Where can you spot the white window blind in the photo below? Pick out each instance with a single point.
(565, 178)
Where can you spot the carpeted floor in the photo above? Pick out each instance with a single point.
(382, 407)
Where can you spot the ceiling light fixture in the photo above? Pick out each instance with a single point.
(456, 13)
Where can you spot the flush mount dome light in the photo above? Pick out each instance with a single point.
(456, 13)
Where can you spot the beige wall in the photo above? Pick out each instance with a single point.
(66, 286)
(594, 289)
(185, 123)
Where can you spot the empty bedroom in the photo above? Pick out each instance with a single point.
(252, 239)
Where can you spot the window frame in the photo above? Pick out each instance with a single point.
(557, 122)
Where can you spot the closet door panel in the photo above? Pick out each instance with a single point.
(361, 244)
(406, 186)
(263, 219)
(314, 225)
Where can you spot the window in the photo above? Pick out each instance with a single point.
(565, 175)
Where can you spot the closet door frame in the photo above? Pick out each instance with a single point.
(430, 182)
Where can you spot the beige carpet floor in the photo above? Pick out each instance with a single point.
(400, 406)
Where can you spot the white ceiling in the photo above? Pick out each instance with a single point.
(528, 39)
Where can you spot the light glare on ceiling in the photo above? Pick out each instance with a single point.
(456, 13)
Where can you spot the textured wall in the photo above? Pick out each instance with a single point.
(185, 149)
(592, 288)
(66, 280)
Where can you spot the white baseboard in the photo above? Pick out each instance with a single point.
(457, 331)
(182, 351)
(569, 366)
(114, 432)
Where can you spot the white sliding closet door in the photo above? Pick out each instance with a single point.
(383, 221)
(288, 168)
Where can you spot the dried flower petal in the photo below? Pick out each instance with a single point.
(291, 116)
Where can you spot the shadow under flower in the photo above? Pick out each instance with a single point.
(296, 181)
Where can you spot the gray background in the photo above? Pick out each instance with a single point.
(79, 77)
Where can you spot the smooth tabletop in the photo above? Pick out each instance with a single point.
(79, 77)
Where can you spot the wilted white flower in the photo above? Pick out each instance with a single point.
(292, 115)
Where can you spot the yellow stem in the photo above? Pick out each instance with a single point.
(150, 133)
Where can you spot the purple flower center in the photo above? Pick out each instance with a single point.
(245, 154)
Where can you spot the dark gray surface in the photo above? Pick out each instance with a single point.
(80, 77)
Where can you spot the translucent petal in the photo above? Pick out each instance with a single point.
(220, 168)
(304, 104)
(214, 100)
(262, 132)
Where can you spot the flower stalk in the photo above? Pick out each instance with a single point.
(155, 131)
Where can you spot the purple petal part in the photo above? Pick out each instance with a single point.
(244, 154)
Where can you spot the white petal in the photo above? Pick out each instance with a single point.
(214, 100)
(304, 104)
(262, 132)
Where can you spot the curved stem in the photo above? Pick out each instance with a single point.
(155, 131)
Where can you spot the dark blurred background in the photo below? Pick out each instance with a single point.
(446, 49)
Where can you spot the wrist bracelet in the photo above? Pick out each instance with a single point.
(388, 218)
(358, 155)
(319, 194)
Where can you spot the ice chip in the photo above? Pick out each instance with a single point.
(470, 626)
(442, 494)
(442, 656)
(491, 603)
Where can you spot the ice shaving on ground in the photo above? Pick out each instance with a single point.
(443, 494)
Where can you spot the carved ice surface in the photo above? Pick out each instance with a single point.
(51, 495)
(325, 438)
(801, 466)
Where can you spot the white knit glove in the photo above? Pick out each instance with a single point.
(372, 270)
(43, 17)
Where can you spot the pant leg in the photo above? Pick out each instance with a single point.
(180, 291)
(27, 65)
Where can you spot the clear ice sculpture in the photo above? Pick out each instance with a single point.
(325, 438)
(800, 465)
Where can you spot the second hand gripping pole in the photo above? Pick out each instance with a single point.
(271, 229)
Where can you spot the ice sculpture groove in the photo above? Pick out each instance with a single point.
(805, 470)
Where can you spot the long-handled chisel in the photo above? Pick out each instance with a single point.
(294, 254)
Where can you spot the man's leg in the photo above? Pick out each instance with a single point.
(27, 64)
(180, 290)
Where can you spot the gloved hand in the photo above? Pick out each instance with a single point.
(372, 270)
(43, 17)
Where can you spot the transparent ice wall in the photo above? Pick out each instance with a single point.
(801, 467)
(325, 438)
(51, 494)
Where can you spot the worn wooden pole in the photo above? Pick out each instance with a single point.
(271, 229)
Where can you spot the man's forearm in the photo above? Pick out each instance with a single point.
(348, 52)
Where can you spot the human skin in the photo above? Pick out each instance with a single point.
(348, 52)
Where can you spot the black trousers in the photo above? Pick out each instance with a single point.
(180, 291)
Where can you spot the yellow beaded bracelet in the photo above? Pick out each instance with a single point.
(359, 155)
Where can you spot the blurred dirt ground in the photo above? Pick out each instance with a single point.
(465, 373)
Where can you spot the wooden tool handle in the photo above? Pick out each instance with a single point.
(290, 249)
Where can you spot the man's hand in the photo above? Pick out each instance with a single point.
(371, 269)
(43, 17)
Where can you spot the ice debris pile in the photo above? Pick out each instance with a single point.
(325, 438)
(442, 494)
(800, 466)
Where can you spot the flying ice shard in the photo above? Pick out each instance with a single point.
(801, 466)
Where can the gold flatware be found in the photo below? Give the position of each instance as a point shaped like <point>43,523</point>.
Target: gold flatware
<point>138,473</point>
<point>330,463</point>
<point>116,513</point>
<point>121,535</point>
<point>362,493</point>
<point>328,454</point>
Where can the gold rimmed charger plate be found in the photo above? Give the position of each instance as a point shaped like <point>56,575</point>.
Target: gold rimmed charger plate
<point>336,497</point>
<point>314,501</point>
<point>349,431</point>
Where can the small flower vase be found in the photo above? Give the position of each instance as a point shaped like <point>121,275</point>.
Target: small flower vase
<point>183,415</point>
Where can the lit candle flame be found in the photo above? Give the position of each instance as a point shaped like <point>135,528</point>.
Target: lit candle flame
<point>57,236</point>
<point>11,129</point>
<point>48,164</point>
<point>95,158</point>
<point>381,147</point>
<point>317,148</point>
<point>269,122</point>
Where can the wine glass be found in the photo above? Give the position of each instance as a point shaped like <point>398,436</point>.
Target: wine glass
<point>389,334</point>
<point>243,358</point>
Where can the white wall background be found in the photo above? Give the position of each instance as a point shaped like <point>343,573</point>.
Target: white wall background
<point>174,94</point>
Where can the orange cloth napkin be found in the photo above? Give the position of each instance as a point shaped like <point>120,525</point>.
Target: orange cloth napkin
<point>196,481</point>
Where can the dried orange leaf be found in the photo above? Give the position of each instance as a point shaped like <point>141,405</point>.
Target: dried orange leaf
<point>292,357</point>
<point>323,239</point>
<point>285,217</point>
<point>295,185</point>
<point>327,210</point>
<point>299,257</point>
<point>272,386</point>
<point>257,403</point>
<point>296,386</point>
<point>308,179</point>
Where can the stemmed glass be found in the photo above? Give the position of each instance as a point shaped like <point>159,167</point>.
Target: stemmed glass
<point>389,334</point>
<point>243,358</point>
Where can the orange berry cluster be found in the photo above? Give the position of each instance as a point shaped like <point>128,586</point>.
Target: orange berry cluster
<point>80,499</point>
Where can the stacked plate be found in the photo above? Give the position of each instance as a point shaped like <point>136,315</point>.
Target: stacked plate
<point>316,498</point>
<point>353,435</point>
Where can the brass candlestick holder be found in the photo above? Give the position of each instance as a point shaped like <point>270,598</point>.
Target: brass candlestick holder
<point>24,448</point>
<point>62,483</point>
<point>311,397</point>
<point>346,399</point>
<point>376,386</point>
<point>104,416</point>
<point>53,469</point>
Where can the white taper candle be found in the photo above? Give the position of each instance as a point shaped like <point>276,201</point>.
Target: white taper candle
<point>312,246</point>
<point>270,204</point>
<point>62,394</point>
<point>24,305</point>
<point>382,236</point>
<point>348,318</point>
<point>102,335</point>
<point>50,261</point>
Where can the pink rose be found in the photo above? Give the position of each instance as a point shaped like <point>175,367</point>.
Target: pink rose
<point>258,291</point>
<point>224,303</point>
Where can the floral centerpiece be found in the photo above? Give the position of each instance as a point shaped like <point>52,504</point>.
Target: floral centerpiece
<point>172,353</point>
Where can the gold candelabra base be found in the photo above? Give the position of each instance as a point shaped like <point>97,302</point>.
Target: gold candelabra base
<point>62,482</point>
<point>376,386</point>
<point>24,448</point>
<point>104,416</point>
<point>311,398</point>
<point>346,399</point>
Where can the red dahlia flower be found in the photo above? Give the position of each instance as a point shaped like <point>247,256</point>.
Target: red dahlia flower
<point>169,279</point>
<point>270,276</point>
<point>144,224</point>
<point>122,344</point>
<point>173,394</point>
============
Among the entries above, locate the lines containing "Where can the wine" and "Where can the dried", and transcribe exactly those two lines and all lines between.

Where can the wine glass be found in the photo above? Give the position of each instance as a point shaped like <point>398,436</point>.
Target: wine glass
<point>389,334</point>
<point>243,358</point>
Where can the white wall background be found in the photo above? Give the position of each instance as a point shaped like <point>343,573</point>.
Target: white wall background
<point>174,94</point>
Where can the orange cloth napkin be found in the photo above? Give the position of each instance as a point shaped like <point>120,525</point>.
Target: orange cloth napkin
<point>196,481</point>
Where can the dried orange leaf be found in the photo above? Give the position of each instance as a point shaped like <point>141,405</point>.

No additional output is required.